Directive
The answer is the line with "Target: baseboard trim" and every line after it to the end of the listing, retyped exactly. Pictures do not belong in it.

Raw records:
=====

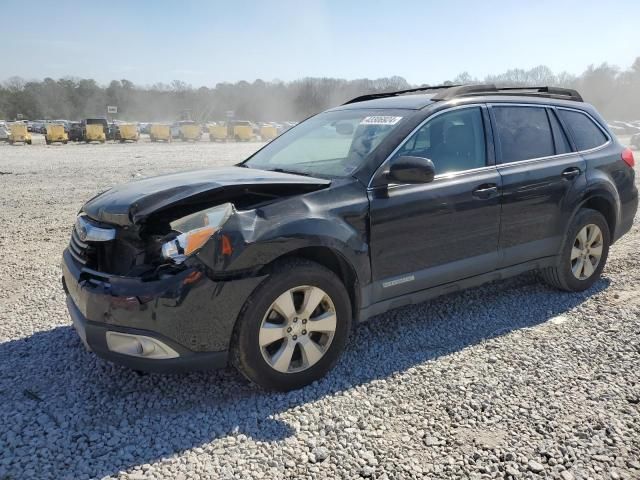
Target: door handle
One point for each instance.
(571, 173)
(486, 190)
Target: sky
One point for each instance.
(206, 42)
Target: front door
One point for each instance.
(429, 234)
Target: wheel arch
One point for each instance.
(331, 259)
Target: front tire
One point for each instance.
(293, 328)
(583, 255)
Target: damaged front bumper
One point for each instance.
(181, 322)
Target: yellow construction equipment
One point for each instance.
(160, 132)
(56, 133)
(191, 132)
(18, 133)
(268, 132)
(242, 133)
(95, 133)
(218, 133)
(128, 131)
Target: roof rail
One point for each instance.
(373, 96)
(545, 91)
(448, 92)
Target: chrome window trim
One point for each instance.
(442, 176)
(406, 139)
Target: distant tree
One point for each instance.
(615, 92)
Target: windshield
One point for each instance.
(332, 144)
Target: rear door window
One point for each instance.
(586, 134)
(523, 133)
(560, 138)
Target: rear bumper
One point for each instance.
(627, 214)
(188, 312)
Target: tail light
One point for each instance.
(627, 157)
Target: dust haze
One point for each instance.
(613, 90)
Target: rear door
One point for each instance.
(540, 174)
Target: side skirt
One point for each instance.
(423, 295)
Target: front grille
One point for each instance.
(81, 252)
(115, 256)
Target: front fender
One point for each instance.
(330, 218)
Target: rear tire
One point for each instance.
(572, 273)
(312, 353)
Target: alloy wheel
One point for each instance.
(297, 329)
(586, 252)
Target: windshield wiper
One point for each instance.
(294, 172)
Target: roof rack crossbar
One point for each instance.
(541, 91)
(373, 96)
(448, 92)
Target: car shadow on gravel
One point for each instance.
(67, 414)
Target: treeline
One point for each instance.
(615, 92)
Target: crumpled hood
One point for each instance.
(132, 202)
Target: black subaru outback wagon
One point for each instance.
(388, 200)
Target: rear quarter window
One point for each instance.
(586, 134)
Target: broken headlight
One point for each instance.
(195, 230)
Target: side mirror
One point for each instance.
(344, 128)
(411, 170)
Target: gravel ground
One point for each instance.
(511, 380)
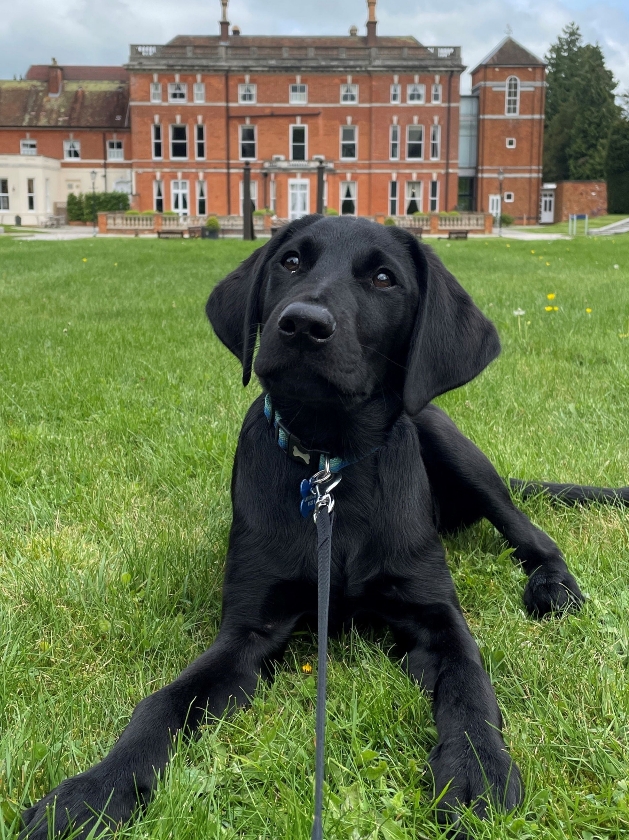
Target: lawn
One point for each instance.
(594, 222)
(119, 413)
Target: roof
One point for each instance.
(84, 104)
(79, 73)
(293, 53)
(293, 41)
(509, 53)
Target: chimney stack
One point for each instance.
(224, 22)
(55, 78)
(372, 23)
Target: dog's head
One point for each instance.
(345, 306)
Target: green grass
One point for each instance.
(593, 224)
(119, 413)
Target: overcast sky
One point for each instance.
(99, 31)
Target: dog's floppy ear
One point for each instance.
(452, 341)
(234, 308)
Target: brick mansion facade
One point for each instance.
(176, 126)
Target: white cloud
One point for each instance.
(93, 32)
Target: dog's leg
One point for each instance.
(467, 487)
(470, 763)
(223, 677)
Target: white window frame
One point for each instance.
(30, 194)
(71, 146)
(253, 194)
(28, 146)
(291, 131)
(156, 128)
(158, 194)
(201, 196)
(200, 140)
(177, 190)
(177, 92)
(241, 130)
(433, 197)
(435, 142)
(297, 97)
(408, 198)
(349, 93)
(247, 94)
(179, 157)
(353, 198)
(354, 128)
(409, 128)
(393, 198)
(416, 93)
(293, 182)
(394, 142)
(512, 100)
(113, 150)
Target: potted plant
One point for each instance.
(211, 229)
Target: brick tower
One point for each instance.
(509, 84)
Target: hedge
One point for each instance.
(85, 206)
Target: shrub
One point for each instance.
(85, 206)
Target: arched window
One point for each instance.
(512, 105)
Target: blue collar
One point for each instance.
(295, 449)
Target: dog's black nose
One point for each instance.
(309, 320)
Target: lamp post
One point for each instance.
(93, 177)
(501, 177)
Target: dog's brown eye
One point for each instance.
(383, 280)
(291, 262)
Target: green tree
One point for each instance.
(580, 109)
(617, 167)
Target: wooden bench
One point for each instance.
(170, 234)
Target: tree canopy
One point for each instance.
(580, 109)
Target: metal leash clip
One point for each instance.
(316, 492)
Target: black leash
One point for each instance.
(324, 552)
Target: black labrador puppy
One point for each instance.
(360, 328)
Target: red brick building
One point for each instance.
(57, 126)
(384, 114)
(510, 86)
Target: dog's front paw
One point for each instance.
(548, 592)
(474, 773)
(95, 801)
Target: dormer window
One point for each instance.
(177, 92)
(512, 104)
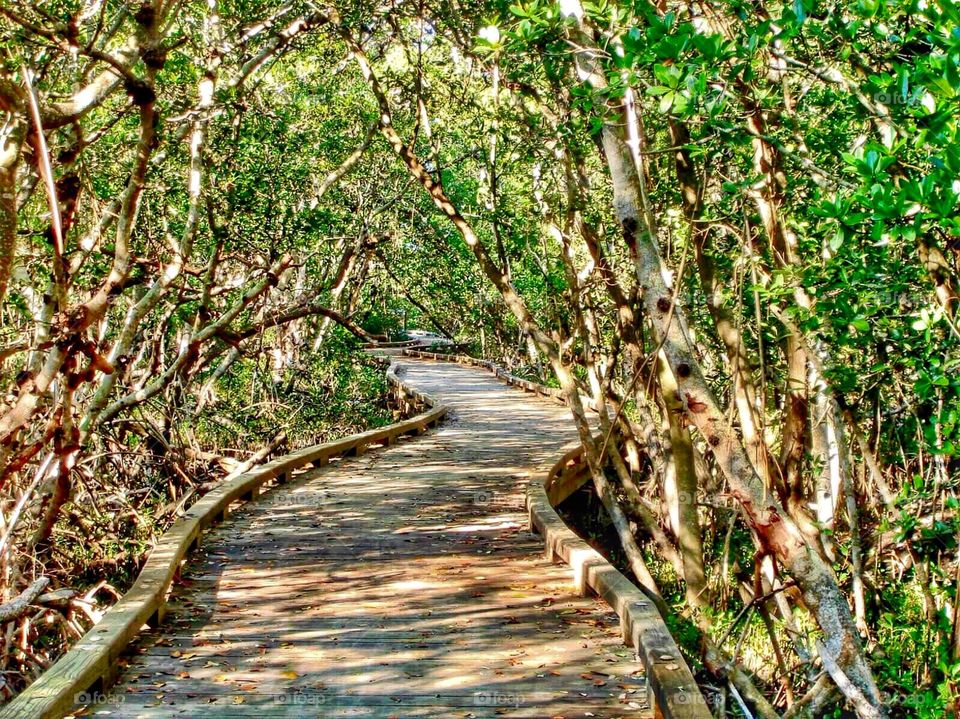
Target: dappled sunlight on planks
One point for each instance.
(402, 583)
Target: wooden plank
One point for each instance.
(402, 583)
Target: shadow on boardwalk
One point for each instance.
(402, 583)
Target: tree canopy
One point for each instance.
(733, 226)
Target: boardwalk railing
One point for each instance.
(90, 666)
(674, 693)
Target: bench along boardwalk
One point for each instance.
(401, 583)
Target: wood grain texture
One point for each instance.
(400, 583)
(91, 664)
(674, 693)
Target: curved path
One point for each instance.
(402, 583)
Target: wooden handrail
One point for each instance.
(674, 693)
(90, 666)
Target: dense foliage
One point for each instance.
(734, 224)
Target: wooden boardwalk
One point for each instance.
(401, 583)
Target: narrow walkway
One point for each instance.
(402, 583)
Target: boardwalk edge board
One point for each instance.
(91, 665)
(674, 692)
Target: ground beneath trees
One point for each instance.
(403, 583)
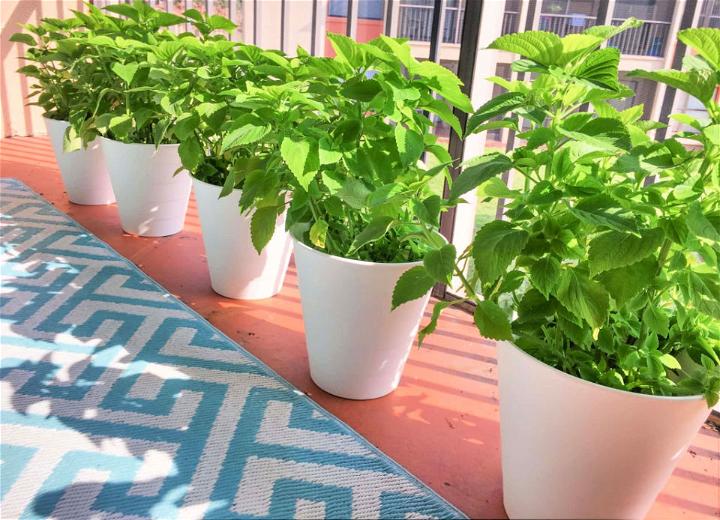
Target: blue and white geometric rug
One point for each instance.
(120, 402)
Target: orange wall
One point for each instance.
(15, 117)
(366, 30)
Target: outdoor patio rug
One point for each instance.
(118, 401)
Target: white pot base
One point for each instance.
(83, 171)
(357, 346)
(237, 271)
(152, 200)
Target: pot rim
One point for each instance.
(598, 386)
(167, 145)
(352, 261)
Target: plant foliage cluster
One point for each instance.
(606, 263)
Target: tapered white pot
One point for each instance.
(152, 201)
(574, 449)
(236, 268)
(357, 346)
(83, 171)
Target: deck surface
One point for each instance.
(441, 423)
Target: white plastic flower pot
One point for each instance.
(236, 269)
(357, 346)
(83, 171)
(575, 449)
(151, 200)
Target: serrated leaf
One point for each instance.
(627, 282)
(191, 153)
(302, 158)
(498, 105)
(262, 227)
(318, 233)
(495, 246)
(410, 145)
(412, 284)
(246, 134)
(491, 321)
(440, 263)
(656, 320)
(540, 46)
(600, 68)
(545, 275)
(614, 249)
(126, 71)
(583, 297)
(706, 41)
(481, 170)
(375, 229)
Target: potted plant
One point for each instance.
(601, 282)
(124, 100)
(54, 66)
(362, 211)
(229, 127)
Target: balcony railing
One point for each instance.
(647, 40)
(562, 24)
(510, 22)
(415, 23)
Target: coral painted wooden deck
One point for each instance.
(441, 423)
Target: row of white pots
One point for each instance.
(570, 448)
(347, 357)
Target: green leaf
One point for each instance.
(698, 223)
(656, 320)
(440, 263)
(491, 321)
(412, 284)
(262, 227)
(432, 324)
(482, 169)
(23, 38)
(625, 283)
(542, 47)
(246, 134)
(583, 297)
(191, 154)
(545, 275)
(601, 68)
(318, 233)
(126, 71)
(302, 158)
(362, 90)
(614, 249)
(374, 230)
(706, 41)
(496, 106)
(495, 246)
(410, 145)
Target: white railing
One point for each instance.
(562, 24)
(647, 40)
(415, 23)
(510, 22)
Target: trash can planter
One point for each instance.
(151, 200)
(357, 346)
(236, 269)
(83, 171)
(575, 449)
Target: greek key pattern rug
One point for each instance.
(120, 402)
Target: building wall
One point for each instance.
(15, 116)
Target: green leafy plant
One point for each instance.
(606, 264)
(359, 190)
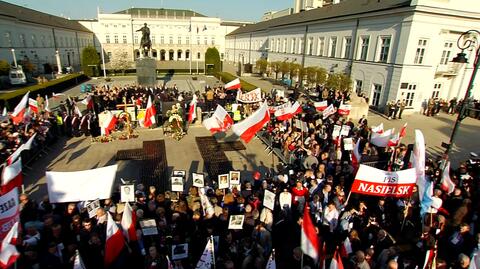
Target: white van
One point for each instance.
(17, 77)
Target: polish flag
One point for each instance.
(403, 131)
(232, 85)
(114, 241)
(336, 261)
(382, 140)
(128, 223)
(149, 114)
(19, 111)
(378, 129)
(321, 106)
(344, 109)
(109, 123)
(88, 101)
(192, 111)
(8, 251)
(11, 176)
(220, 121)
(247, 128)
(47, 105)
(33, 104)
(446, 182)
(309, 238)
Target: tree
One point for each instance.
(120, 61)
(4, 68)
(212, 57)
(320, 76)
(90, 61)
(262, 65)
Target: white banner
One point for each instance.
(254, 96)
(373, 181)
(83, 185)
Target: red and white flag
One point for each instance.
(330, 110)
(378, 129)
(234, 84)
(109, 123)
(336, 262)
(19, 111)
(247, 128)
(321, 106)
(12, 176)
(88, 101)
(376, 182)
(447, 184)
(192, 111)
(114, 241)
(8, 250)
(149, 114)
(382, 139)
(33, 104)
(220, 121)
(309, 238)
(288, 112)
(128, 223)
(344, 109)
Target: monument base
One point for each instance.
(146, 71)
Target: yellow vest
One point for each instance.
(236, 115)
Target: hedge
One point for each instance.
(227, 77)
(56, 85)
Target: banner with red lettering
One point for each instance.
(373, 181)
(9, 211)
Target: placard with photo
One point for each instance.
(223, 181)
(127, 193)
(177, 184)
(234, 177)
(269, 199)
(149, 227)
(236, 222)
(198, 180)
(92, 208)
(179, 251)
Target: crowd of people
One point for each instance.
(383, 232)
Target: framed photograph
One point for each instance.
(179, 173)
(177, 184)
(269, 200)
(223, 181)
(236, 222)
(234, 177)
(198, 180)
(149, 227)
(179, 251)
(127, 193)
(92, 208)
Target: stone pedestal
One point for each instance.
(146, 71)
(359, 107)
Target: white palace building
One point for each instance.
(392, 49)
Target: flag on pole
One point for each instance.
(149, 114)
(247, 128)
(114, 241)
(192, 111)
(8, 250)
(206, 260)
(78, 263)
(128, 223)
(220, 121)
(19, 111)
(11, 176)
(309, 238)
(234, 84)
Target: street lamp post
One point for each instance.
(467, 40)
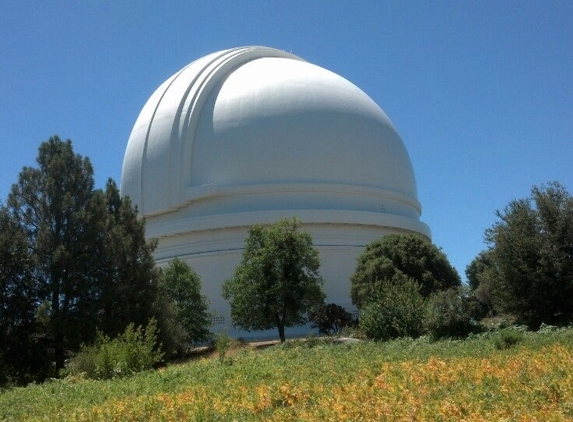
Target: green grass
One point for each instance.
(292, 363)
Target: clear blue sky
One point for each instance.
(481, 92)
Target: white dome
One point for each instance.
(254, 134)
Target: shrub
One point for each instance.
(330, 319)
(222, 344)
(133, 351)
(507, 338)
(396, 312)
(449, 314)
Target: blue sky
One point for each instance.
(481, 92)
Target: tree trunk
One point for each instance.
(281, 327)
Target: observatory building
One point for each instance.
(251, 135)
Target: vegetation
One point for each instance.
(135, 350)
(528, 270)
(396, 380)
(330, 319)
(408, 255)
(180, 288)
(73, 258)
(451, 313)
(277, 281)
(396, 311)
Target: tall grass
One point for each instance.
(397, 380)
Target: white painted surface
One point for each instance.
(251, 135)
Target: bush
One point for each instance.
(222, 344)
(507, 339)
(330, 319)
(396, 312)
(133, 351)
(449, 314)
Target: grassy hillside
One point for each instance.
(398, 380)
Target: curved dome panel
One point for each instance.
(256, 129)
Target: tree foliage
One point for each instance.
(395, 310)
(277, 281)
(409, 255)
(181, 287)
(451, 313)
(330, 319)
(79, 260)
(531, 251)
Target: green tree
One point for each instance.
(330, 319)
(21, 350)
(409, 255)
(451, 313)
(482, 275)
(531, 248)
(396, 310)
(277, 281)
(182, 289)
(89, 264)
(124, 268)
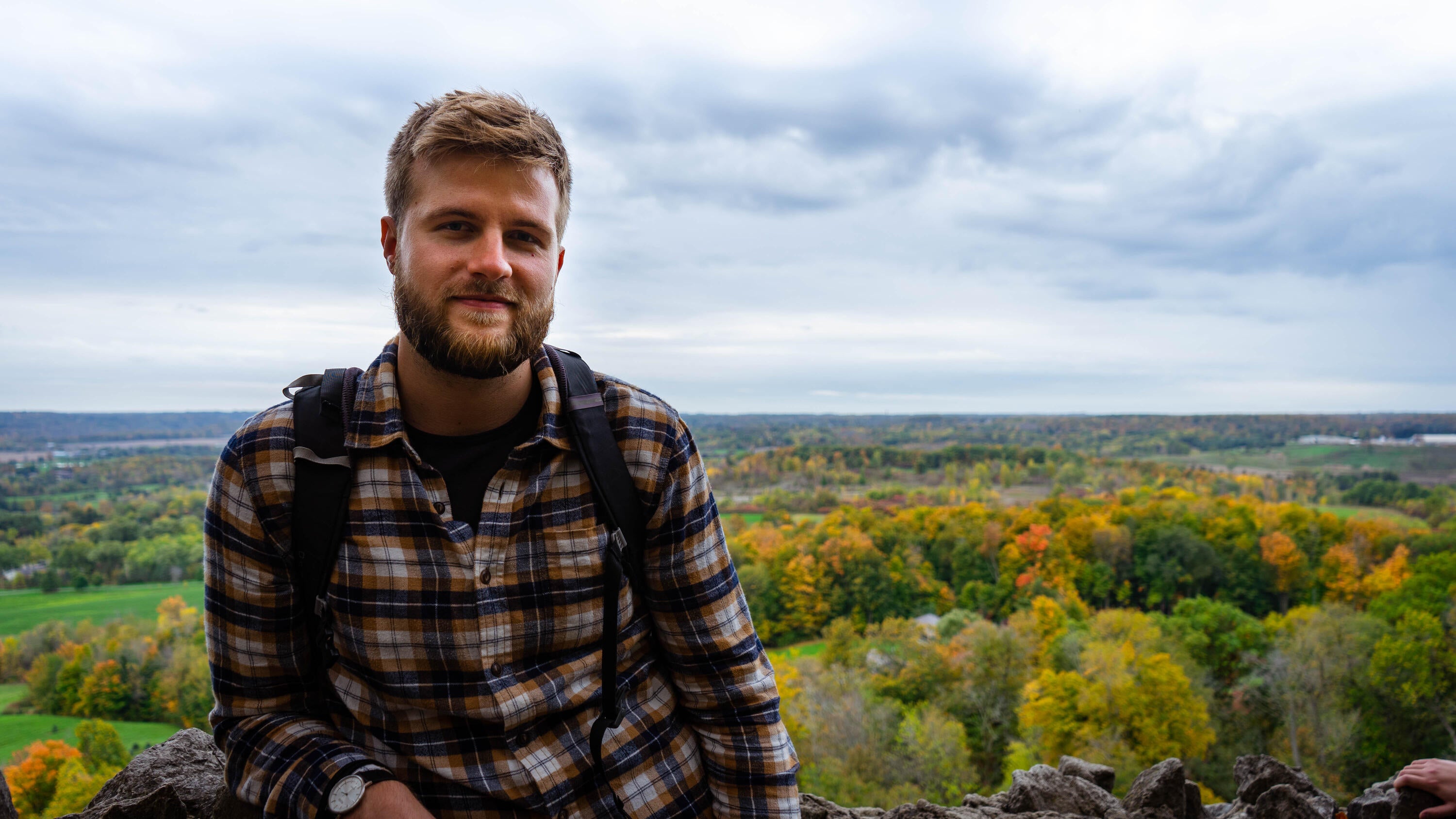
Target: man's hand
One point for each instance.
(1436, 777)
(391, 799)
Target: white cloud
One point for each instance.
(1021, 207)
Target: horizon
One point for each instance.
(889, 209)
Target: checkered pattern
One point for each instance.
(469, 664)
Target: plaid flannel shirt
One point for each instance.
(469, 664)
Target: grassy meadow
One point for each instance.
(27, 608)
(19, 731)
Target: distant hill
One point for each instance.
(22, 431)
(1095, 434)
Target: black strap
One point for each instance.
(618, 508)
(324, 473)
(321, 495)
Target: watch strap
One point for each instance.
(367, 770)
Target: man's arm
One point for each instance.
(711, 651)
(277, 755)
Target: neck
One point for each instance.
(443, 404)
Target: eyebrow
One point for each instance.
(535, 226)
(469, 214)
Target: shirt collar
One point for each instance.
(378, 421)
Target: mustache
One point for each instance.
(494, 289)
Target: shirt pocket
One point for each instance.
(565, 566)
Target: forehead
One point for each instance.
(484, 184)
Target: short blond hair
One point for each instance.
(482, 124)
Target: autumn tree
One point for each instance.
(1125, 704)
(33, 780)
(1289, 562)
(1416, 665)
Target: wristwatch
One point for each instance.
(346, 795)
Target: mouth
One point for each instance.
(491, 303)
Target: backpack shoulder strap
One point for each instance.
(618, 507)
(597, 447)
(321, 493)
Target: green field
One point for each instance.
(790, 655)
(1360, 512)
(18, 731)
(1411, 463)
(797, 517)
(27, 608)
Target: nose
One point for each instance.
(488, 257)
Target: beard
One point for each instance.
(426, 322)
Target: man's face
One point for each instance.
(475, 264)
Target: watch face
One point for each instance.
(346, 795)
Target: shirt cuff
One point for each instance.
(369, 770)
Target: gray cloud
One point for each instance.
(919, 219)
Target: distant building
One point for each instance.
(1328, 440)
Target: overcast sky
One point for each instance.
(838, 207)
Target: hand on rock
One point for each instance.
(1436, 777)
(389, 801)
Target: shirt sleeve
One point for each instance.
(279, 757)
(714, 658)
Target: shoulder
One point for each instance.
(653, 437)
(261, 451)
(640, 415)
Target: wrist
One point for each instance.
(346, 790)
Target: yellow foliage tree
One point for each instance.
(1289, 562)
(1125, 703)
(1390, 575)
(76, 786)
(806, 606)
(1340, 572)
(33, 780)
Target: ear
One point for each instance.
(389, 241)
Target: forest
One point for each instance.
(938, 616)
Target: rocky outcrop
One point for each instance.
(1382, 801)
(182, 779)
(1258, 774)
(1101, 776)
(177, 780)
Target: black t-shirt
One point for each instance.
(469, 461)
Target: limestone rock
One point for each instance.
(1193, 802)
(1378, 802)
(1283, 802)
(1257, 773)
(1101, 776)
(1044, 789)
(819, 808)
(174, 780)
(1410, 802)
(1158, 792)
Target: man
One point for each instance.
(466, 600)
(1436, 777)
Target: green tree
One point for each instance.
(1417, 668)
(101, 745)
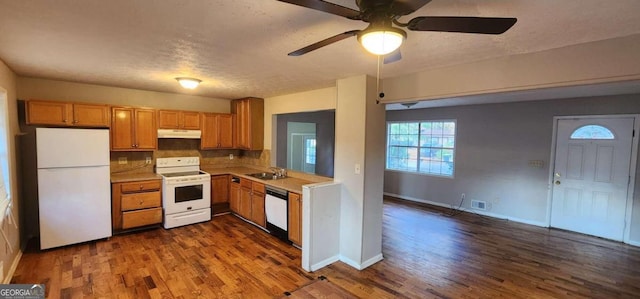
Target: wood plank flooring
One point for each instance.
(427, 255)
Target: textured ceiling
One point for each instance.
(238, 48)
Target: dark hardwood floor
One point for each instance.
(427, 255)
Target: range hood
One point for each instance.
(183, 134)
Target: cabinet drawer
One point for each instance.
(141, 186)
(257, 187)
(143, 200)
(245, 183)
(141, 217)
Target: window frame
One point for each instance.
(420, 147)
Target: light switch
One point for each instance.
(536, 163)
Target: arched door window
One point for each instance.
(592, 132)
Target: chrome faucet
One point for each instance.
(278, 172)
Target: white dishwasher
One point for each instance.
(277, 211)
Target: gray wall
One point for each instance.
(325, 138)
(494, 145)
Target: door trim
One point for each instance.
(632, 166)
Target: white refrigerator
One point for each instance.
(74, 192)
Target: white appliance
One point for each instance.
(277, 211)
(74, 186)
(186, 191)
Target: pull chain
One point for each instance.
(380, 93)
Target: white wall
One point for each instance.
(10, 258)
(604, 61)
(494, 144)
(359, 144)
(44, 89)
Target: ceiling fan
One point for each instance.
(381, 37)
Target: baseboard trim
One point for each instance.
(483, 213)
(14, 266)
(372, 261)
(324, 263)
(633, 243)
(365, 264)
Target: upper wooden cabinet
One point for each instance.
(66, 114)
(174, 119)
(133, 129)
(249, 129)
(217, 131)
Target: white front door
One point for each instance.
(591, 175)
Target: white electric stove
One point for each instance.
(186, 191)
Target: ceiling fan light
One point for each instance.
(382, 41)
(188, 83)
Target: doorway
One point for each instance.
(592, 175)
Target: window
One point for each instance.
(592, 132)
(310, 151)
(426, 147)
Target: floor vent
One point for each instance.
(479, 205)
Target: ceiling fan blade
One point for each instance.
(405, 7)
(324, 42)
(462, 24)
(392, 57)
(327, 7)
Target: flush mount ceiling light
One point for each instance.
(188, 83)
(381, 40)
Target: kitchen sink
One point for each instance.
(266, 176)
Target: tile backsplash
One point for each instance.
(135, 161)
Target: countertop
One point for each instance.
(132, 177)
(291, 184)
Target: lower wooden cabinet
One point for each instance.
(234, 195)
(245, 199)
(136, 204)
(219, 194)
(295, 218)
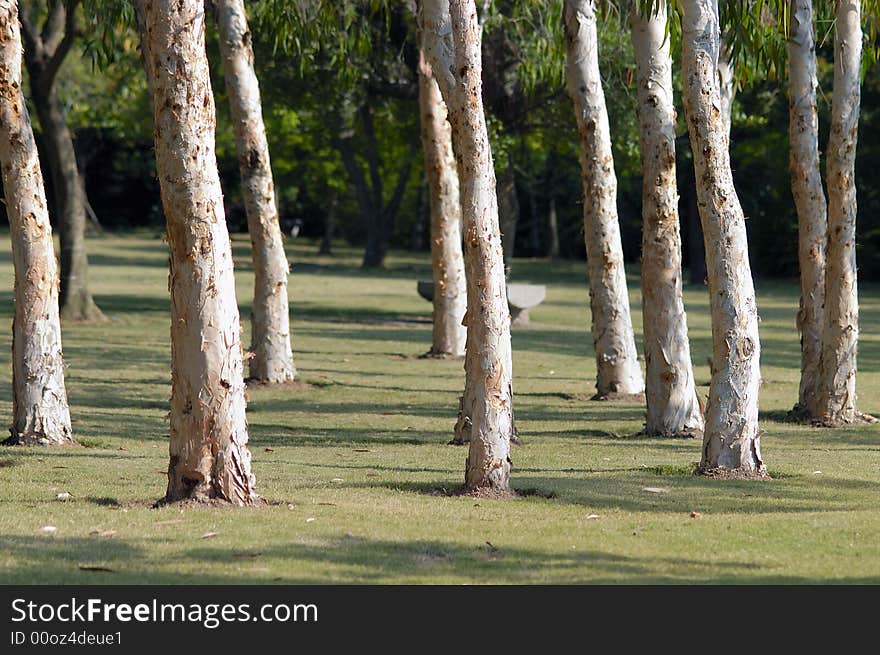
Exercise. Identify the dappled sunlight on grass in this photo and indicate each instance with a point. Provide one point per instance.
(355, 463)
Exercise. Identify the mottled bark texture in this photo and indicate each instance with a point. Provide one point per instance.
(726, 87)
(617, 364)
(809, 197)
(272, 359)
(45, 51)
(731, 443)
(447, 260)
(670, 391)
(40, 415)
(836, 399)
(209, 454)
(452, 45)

=====

Answer to the task
Target: baseboard trim
One point for each instance.
(483, 213)
(14, 266)
(372, 261)
(324, 263)
(633, 243)
(365, 264)
Target: upper wooden cabinet
One point for each instance.
(66, 114)
(174, 119)
(133, 129)
(249, 129)
(217, 131)
Target: white front door
One point for each instance.
(591, 175)
Target: white electric stove
One point for each instance.
(186, 191)
Target: ceiling fan light
One point for each instance.
(382, 41)
(188, 83)
Target: doorway
One point for each instance.
(592, 175)
Target: window
One point for each instance.
(592, 132)
(310, 151)
(426, 147)
Target: floor vent
One point for each instance.
(479, 205)
Target: ceiling fan blade
One point for each instance.
(405, 7)
(324, 42)
(462, 24)
(392, 57)
(327, 7)
Target: flush mount ceiling light
One point for each instance.
(188, 83)
(381, 40)
Target: kitchen sink
One point for each instance.
(266, 176)
Target: tile backsplash
One point for each instance.
(135, 161)
Target: countertop
One point for each instance.
(132, 177)
(291, 184)
Target: lower wooden cabinet
One point for each instance.
(234, 195)
(245, 199)
(136, 204)
(219, 194)
(295, 218)
Exercise. Identify the dappled sunlight on grass in this photo and indicate each instance with a point. Provide one point per instance.
(355, 463)
Exercise. Identify the mottled bark texture in this photo and indicate each instance with a point. Provide one point per instance.
(726, 87)
(617, 364)
(809, 197)
(272, 359)
(45, 51)
(731, 443)
(447, 260)
(670, 391)
(40, 415)
(836, 399)
(209, 454)
(452, 45)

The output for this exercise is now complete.